_Work task 1_. Reproduce word for word the part of the John DiSanto biography between "Personal details" and "2017 to 2024.", inclusive.
_Work task 2_. Using the John DiSanto biography, explain in one to three sentences how DiSanto could both oppose and vote for House Bill 1024 in the 2020–2021 session.

_Text excerpt_.
▼
Member of the Pennsylvania Senate from the 15th district
- In office January 3, 2017 – November 30, 2024
- Preceded by: Rob Teplitz
- Succeeded by: Patty Kim

Personal details
- Party: Republican
- Spouse: Maria DiSanto
- Children: 2
- Education: American University

= John DiSanto =

American politician from Pennsylvania

Giovanni M. "John" DiSanto is an American politician from Pennsylvania who served as a Republican member of the Pennsylvania State Senate for the 15th district from 2017 to 2024.

==Early life and education==
DiSanto was born in Harrisburg area and graduated from Central Dauphin High School. He received a bachelor's degree in business administration with an emphasis in Urban Planning from American University.

==Career==
Before his election to the State Senate in 2016, DiSanto was president of a construction and development company. He defeated Rob Teplitz in a heated contest for the 15th district.

=== Committee assignments ===

- Banking & Insurance, Chair
- Urban Affairs & Housing, Vice Chair
- Education
- Labor & Industry
- Transportation

==Position on Medical Cannabis==

In the 2020–2021 session, DiSanto opposed an amendment to House Bill 1024 that would have allowed medical patients to grow six cannabis plants at home. However, DiSanto did vote for House Bill 1024 without the home grow amendment, which allowed medical marijuana growers in Pennsylvania to remediate moldy product and use additional pesticides.
▲
Saved data entries:
▼
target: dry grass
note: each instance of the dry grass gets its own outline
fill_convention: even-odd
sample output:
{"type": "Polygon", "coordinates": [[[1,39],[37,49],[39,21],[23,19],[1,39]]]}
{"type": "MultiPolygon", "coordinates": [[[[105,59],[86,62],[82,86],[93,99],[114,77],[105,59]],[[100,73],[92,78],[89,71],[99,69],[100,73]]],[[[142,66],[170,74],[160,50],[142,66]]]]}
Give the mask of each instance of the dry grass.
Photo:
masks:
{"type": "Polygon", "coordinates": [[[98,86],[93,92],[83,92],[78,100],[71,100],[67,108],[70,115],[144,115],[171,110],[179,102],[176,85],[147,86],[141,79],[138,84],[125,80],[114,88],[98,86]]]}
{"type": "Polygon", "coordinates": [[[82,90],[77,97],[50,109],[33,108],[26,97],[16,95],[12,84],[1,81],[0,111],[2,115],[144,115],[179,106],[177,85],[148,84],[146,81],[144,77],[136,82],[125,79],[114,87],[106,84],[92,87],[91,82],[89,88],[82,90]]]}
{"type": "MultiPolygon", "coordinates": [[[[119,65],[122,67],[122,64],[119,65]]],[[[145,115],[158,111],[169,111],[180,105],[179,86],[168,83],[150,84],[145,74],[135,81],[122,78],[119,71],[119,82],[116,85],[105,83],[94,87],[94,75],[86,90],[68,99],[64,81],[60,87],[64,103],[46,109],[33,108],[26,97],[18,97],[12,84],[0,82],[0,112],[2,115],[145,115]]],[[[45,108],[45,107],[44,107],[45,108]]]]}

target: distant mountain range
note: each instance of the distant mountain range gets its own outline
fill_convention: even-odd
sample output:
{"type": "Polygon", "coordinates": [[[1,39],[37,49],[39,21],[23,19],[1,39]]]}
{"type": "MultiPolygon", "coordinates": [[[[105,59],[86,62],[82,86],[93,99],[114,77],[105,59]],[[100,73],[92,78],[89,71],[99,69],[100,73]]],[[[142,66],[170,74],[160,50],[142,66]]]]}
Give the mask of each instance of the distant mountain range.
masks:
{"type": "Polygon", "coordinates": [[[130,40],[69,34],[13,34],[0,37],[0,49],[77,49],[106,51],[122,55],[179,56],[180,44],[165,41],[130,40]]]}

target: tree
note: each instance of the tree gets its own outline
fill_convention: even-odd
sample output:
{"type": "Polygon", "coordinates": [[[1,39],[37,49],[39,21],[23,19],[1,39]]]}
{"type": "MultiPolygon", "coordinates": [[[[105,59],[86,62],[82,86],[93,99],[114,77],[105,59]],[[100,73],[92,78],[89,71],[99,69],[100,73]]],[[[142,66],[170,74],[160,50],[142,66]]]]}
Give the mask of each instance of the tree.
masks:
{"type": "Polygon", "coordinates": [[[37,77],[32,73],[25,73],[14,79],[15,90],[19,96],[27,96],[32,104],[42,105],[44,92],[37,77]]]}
▲
▼
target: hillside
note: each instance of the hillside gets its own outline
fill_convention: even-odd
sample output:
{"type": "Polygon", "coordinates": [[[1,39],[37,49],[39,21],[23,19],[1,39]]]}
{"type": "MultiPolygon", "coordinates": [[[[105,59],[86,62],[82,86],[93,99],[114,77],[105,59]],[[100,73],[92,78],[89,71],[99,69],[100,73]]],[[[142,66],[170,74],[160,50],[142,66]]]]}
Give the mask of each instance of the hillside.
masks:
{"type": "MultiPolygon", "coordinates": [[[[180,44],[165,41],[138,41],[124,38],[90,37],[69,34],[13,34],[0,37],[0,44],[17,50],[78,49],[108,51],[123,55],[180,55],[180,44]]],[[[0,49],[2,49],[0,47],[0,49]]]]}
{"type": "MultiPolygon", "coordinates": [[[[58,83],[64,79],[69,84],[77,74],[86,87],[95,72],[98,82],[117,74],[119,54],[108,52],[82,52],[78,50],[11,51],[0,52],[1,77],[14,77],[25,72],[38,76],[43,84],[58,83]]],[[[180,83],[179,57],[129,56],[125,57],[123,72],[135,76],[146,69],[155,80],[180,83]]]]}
▲
▼
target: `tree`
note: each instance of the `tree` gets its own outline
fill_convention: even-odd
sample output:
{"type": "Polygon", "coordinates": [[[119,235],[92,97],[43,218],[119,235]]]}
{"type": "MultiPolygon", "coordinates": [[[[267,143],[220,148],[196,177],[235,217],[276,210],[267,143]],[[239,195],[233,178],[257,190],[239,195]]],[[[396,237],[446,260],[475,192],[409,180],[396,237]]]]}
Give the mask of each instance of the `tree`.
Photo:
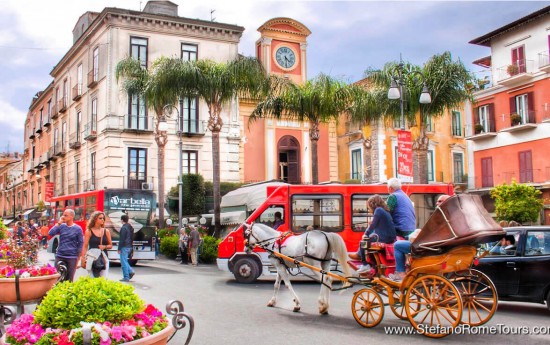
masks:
▲
_Worked solution 1_.
Personal details
- Party: Republican
- Spouse: Maria DiSanto
- Children: 2
- Education: American University

= John DiSanto =

American politician from Pennsylvania

Giovanni M. "John" DiSanto is an American politician from Pennsylvania who served as a Republican member of the Pennsylvania State Senate for the 15th district from 2017 to 2024.

_Worked solution 2_. He opposed only an amendment to the bill, one that would have allowed medical patients to grow six cannabis plants at home. He then voted for House Bill 1024 without that home grow amendment. In that form the bill allowed Pennsylvania medical marijuana growers to remediate moldy product and use additional pesticides.